GOAL OF THE EXERCISE: For every line in the data below that contains "sign", copy the line.

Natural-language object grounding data
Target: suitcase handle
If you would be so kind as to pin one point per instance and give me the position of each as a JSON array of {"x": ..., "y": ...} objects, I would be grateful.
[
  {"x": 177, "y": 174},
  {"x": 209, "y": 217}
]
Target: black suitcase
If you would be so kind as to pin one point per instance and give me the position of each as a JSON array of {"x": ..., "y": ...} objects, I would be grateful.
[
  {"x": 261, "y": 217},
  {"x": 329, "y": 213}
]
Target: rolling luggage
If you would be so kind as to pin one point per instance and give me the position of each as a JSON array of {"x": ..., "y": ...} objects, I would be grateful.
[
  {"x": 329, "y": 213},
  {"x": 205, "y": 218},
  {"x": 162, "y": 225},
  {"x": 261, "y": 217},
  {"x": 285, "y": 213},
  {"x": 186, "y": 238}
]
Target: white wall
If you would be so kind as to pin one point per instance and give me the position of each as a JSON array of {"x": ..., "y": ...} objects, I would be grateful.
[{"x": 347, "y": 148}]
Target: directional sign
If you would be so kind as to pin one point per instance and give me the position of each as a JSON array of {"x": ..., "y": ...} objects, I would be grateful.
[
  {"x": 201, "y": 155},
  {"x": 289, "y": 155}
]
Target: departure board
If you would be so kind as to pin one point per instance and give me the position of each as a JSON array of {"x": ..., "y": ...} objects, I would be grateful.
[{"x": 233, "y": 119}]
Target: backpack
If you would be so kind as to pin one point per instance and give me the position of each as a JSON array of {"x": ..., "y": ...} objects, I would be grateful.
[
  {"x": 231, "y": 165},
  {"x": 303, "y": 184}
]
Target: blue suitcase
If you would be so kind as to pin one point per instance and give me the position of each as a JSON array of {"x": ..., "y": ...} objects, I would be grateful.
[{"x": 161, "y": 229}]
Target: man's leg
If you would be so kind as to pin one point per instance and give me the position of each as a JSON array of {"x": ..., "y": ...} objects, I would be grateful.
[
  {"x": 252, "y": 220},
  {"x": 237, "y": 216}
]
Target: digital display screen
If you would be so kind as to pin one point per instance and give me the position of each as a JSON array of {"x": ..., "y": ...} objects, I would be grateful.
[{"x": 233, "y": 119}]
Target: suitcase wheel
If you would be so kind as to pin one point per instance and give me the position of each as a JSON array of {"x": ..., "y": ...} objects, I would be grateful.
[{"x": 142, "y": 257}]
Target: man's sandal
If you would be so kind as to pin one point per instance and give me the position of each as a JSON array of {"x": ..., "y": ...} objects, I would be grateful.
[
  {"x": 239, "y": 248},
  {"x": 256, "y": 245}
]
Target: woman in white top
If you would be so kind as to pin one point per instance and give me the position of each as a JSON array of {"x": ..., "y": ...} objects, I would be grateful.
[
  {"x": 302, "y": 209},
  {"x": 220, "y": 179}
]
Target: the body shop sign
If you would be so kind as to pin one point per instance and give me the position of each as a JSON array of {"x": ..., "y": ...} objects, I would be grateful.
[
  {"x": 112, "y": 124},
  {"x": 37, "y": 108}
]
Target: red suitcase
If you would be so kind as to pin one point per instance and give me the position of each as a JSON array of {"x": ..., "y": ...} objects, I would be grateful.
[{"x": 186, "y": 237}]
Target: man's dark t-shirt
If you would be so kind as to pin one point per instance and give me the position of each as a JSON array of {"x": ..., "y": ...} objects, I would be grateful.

WRITTEN REPLY:
Target: directional sign
Target: the body shop sign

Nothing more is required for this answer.